Work required.
Can you convert the lines of the items below, from the line containing "of the overcast" through the final line of the items, both included, into a numbered list, leaving out any blank lines?

--------

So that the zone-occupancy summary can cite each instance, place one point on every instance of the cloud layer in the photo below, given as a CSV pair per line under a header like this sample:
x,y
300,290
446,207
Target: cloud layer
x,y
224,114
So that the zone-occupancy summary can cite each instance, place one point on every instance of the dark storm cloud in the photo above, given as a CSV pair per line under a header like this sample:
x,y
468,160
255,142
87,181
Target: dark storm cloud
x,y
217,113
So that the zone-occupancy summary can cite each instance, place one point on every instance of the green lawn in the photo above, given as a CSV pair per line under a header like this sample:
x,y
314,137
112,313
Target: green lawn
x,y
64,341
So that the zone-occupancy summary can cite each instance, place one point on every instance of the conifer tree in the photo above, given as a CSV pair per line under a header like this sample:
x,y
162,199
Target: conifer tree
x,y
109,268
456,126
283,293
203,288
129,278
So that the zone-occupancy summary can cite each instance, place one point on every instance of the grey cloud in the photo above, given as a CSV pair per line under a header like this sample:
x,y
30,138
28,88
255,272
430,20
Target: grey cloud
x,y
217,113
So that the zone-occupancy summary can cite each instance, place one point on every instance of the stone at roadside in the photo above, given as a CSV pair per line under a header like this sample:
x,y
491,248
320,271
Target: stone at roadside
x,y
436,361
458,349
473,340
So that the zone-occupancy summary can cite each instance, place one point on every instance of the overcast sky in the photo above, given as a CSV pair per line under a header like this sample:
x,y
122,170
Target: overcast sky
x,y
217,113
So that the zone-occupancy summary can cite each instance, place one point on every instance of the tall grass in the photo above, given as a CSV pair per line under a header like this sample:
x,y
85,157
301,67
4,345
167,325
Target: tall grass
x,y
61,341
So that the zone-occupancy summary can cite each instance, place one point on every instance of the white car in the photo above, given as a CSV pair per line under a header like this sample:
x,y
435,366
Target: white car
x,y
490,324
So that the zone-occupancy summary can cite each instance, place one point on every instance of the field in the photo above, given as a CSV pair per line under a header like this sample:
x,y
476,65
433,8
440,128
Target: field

--------

Solution for this exercise.
1. So that the zone-occupancy summary can cite each instance, place one point on every instance of the overcast sky in the photo above, given as a CSV pair per line under a header like this sample:
2. x,y
3. 122,170
4. Target: overcast sky
5. x,y
6. 217,113
7. So that the zone-occupancy summary can cite each instance, place one point on every instance of the tall grass in the photo above, given as a CSV pair per line under a header like this sample:
8. x,y
9. 85,157
10. 301,67
11. 4,345
12. 167,325
13. Target: tall grass
14. x,y
15. 61,341
16. So that the zone-occupancy summary can cite each instance, place one point on every instance of the white car in the photo above, given as a CSV pair per line under a header like this sample:
17. x,y
18. 435,366
19. Target: white car
20. x,y
21. 490,324
22. So that the zone-occupancy summary can cite each instance, place one point on every instance of the field in the photo above, given as a CSV pair per line under a header like this sample:
23. x,y
24. 476,65
25. 433,8
26. 440,128
27. Target: field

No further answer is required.